### [Saved data entries]
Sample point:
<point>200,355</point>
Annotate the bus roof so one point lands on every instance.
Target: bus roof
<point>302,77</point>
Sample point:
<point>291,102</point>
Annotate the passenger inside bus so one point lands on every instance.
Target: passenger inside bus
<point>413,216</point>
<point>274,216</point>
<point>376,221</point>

### [EXERCISE]
Duplicate the listing above line for line, with no changes.

### [FINISHED TASK]
Sample point:
<point>200,355</point>
Annotate the bus roof so one point lands on every instance.
Target: bus roof
<point>302,77</point>
Sample point:
<point>291,102</point>
Annotate the passenger inside bus so one point lands on every instance.
Target: passenger inside bus
<point>413,216</point>
<point>274,216</point>
<point>376,221</point>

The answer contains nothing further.